[Entries from a pointing dataset]
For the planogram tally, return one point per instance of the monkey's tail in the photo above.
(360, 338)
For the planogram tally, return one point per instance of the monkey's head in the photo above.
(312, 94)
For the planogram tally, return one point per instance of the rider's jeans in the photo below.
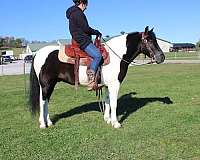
(94, 52)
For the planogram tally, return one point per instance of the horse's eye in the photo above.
(145, 41)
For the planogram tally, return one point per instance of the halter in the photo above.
(145, 42)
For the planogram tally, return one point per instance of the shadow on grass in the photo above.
(127, 104)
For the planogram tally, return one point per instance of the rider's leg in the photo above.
(93, 52)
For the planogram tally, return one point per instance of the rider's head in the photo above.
(81, 4)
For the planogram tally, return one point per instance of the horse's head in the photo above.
(150, 47)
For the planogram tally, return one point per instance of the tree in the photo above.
(198, 45)
(1, 42)
(122, 32)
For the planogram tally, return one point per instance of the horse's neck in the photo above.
(117, 46)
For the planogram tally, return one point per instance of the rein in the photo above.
(144, 40)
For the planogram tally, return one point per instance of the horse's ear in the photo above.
(146, 29)
(151, 30)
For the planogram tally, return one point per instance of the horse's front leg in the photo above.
(107, 116)
(113, 94)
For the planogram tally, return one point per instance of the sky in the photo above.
(177, 21)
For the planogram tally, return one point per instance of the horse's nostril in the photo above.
(162, 57)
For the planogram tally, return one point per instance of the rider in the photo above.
(81, 32)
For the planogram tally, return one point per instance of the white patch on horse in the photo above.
(41, 57)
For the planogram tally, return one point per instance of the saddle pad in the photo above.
(67, 54)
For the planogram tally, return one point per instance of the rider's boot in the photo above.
(91, 79)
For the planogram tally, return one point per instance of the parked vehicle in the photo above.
(6, 59)
(28, 59)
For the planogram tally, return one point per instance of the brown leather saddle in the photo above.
(73, 51)
(72, 54)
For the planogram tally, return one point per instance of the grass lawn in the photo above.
(177, 56)
(159, 108)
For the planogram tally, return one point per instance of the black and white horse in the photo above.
(47, 70)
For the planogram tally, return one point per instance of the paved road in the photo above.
(19, 67)
(15, 68)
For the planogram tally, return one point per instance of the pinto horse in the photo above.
(47, 70)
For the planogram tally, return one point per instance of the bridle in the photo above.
(144, 41)
(146, 44)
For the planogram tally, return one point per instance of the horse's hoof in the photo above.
(49, 123)
(116, 124)
(107, 120)
(42, 126)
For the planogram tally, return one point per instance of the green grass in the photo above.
(159, 107)
(177, 56)
(183, 55)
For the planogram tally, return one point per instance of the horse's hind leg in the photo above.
(113, 94)
(46, 92)
(107, 117)
(43, 103)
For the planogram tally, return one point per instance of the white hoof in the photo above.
(116, 124)
(42, 126)
(107, 120)
(49, 123)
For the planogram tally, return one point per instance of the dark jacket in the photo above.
(79, 28)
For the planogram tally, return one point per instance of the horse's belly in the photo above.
(82, 75)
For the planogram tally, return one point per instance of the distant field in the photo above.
(159, 108)
(178, 56)
(183, 55)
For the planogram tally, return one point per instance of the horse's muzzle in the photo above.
(159, 58)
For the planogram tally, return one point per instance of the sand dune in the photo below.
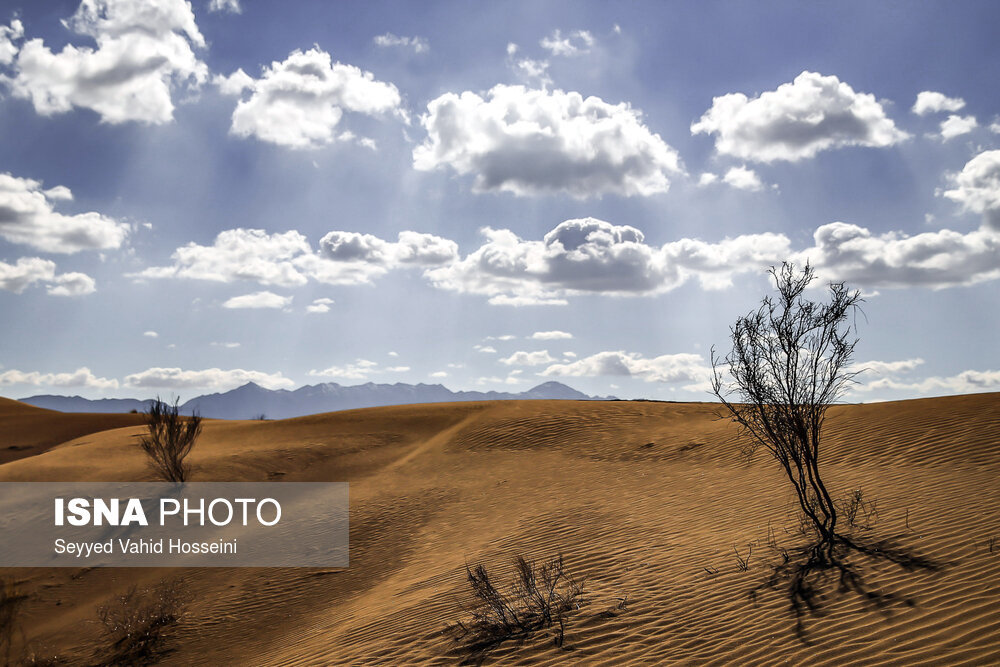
(26, 430)
(644, 499)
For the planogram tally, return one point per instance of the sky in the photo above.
(195, 195)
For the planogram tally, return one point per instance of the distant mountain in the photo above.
(251, 400)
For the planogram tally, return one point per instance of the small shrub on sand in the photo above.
(169, 440)
(11, 600)
(538, 597)
(135, 624)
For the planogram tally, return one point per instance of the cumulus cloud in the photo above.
(30, 270)
(359, 370)
(668, 368)
(977, 188)
(966, 382)
(226, 6)
(288, 260)
(209, 378)
(876, 367)
(593, 256)
(575, 43)
(28, 217)
(144, 53)
(258, 300)
(956, 126)
(743, 178)
(943, 258)
(930, 101)
(72, 284)
(81, 377)
(299, 102)
(707, 178)
(798, 120)
(533, 142)
(551, 335)
(241, 254)
(320, 306)
(521, 358)
(418, 44)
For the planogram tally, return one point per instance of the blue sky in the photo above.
(487, 196)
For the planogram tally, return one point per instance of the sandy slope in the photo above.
(26, 430)
(640, 497)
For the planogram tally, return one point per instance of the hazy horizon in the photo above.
(487, 197)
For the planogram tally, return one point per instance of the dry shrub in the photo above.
(11, 601)
(169, 440)
(136, 624)
(538, 597)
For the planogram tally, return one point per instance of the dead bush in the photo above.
(169, 440)
(136, 624)
(538, 597)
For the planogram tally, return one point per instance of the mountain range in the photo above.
(251, 401)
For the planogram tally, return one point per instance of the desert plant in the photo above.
(11, 601)
(789, 362)
(743, 564)
(537, 598)
(858, 512)
(135, 624)
(169, 440)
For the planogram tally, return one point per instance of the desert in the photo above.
(649, 503)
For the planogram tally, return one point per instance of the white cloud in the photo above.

◆ Written exercise
Give back each entry exactly as it appears, with no pictures.

◆ Complete answer
For the planogram tally, return one point per instance of the monkey's tail in the photo above.
(360, 338)
For the planogram tally, return one point per instance of the monkey's head in the photo above.
(312, 94)
For the planogram tally, return one point per instance of the rider's jeans in the photo below.
(94, 52)
For the planogram tally, return one point per instance of the horse's eye in the photo above.
(145, 41)
For the planogram tally, return one point per instance of the halter in the photo above.
(145, 42)
For the planogram tally, return one point per instance of the shadow on grass in the photo above.
(127, 104)
For the planogram tally, return one point per instance of the rider's leg in the photo above.
(93, 52)
For the planogram tally, return one point per instance of the rider's head in the photo above.
(81, 4)
For the planogram tally, return one point per instance of the horse's head in the photo above.
(150, 47)
For the planogram tally, return one point per instance of the tree in the photo above.
(198, 45)
(1, 42)
(122, 32)
For the planogram tally, return one point per instance of the horse's neck in the photo above.
(117, 46)
For the planogram tally, return one point per instance of the rein in the photo above.
(144, 40)
For the planogram tally, return one point per instance of the horse's ear in the photo above.
(146, 29)
(151, 30)
For the planogram tally, return one point per instance of the horse's front leg in the photo above.
(107, 116)
(113, 94)
For the planogram tally, return one point per instance of the sky in the photo above.
(177, 21)
For the planogram tally, return one point per instance of the horse's nostril in the photo above.
(162, 57)
For the planogram tally, return one point per instance of the rider in the photo above.
(81, 32)
For the planogram tally, return one point per instance of the white patch on horse in the photo above.
(41, 57)
For the planogram tally, return one point per instance of the saddle pad in the photo above.
(67, 54)
For the planogram tally, return one point per instance of the rider's boot in the photo above.
(91, 79)
For the planogram tally, return one point per instance of the parked vehicle in the photo above.
(6, 59)
(28, 59)
For the planogram tally, return one point per instance of the brown leather saddle in the photo above.
(73, 51)
(72, 54)
For the planogram tally, return one point per instance of the grass lawn in the photo above.
(177, 56)
(159, 108)
For the planogram tally, return one point per instance of the black and white horse in the photo above.
(47, 70)
For the planogram tally, return one point per instance of the paved road in the photo above.
(19, 67)
(15, 68)
For the planogram tally, return one point per instance of the pinto horse in the photo above.
(47, 70)
For the planogram tally, return one point per instance of the bridle in the photo above.
(144, 41)
(146, 44)
For the planogram tally, return one point per instance of the horse's hoof in the photo above.
(49, 123)
(116, 124)
(107, 120)
(42, 126)
For the planogram tally, return one point per instance of the green grass in the photo above.
(159, 107)
(177, 56)
(183, 55)
For the planogram tally, return one point per instance of the horse's hind leg in the photo above.
(113, 94)
(46, 92)
(107, 117)
(43, 103)
For the planogram tally, return one point per instance of the white hoof in the photo above.
(116, 124)
(42, 126)
(107, 120)
(49, 123)
For the planogram tally, return one point per instance of the dark jacket in the photo above.
(79, 28)
For the planogram tally, return one point per instance of the horse's belly in the photo above.
(82, 75)
For the planogram tally, return one point per instance of the distant field in the photo above.
(159, 108)
(178, 56)
(183, 55)
For the planogram tally, return one point per instance of the horse's muzzle in the photo above.
(159, 58)
For the planogram tally, return one point per instance of the sand dune in the photo below.
(26, 430)
(644, 499)
For the planogram tally, return one point per instance of the sky in the photo above.
(195, 195)
For the planogram tally, return one point per instance of the distant mountain in the photo above.
(251, 400)
For the planogram tally, return one point per instance of the small shrub on sand in the photo above.
(169, 440)
(11, 600)
(538, 597)
(135, 624)
For the planogram tally, return one point per instance of the cumulus cloud in the photo above.
(30, 270)
(359, 370)
(668, 368)
(977, 188)
(966, 382)
(226, 6)
(288, 260)
(209, 378)
(876, 367)
(593, 256)
(575, 43)
(28, 217)
(144, 53)
(258, 300)
(956, 126)
(743, 178)
(943, 258)
(930, 101)
(72, 284)
(81, 377)
(299, 102)
(707, 178)
(798, 120)
(533, 142)
(551, 335)
(241, 254)
(320, 306)
(521, 358)
(418, 44)
For the planogram tally, return one point per instance of the blue sky in the photo above.
(487, 196)
For the planogram tally, return one point per instance of the sandy slope in the photo above.
(26, 430)
(640, 497)
For the planogram tally, return one point per instance of the hazy horizon in the photo above.
(487, 197)
For the planogram tally, return one point per instance of the dry shrub in the photo above.
(11, 601)
(169, 440)
(136, 624)
(538, 597)
For the planogram tally, return one point per instance of the dead bush in the photo above.
(169, 440)
(136, 624)
(538, 597)
For the planogram tally, return one point per instance of the mountain range in the photo above.
(251, 401)
For the planogram tally, return one point per instance of the desert plant in the photo above.
(11, 601)
(789, 362)
(743, 564)
(537, 598)
(858, 512)
(135, 624)
(169, 440)
For the planogram tally, return one point per instance of the desert in the photo above.
(649, 503)
For the planogram tally, return one point per instance of the white cloud in the photo above.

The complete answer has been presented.